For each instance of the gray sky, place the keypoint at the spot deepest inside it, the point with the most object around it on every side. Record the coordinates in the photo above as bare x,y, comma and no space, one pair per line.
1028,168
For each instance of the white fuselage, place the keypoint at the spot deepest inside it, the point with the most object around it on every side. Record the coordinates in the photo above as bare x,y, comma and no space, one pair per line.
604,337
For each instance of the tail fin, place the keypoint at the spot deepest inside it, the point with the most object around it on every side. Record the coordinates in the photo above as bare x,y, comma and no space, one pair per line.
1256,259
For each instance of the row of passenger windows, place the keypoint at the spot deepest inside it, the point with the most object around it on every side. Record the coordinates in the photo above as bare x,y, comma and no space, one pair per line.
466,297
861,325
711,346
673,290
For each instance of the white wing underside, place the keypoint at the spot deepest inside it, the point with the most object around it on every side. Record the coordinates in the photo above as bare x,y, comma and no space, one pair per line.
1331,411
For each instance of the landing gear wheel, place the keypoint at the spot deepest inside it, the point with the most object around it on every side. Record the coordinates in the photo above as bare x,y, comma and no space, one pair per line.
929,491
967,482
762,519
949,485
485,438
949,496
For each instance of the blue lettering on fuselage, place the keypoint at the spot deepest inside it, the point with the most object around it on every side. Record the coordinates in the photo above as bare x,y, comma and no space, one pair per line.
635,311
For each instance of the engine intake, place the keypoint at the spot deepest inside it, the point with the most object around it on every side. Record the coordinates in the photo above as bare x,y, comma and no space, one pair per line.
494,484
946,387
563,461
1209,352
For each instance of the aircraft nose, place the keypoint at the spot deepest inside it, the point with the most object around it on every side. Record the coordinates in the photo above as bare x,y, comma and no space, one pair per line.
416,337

——

* **Task statement**
Starting with the line that contains "For each instance of the aircraft" and going on through the last line of the entries, set those lines out as a numbered list, omitting any blank lines.

* **Output**
1. For each instance of the aircraft nose, place the keypoint at the spot deepest inside it, the point with the most object around it on every side. Record the coordinates in the photo above as bare x,y, comma and no space, one pair per line.
2. 416,337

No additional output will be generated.